** Begin RECORDS FOR THE EXERCISE **

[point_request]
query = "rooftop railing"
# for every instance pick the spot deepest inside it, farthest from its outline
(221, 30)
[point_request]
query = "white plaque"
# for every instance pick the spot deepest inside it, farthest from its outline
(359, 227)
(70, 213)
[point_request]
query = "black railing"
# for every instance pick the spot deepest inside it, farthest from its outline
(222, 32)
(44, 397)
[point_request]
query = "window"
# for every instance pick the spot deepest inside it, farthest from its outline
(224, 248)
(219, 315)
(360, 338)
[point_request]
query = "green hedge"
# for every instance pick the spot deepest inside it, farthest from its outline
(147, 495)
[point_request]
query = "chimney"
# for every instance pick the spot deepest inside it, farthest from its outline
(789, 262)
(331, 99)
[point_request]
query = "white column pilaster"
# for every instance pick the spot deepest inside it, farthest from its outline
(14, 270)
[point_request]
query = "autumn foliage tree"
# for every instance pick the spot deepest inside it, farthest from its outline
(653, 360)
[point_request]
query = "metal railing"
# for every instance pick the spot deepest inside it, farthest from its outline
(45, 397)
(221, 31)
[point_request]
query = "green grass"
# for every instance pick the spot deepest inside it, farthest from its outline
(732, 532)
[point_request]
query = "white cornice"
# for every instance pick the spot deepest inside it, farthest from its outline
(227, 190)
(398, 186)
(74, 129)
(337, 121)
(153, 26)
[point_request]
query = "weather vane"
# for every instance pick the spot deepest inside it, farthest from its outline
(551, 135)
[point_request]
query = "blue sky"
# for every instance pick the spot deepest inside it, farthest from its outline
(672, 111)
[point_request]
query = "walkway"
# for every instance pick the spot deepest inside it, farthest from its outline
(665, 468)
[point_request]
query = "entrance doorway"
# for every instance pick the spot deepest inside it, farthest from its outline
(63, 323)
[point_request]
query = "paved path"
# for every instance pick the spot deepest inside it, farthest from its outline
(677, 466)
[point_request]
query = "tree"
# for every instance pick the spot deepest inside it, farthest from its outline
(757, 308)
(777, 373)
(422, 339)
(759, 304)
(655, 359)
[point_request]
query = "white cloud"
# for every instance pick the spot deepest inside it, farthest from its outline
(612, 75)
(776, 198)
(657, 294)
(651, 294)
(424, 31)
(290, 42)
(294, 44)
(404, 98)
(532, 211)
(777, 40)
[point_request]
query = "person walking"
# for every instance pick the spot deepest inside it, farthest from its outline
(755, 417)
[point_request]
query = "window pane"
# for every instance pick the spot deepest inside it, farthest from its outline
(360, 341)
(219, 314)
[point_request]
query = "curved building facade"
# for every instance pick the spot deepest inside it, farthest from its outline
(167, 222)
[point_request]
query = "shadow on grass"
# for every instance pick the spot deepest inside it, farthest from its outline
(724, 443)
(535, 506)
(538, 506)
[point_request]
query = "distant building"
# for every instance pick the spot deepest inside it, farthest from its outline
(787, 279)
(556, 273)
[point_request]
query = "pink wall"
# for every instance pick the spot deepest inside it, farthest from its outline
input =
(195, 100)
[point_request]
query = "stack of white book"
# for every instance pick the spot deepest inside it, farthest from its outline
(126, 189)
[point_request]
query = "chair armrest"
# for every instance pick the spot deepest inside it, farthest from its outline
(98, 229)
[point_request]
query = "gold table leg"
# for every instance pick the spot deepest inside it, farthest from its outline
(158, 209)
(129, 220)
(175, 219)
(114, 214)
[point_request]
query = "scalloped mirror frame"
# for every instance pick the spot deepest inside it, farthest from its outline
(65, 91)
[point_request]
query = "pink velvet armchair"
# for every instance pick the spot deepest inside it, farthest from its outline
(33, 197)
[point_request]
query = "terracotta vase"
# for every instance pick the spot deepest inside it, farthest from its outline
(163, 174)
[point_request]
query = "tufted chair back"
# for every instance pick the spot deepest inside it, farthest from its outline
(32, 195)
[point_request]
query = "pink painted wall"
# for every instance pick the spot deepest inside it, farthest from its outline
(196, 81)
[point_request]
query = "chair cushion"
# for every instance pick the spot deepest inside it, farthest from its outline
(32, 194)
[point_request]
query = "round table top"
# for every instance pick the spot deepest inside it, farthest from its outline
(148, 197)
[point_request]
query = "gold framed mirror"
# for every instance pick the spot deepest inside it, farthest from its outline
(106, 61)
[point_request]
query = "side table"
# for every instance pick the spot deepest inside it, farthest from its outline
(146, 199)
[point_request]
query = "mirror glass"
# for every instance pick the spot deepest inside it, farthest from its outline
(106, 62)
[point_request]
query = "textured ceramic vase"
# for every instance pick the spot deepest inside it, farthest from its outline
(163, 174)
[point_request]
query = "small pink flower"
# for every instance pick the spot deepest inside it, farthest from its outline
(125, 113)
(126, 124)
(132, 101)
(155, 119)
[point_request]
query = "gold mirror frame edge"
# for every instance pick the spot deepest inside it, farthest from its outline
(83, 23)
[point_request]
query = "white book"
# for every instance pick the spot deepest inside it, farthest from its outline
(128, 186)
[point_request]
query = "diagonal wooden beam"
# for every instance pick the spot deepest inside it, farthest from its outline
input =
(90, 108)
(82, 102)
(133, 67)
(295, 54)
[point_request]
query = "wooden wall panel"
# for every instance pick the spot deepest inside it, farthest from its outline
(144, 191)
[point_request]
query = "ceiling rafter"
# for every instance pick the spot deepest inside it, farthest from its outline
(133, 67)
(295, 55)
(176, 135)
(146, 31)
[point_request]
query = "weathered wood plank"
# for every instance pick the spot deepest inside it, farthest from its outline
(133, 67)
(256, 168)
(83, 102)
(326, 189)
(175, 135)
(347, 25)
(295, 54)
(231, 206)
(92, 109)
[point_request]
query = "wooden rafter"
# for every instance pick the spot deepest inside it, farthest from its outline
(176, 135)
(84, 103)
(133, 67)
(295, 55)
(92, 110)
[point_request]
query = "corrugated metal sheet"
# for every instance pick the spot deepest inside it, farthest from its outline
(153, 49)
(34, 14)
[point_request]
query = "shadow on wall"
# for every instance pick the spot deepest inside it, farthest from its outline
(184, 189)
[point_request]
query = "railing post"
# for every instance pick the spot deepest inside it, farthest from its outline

** End RECORDS FOR THE EXERCISE **

### TASK TO CARRY OUT
Return every line of the listing above that contains the string "book", treating uppercase and lowercase as distinct.

### RESULT OF THIS TASK
query = "stack of white book"
query = "white book"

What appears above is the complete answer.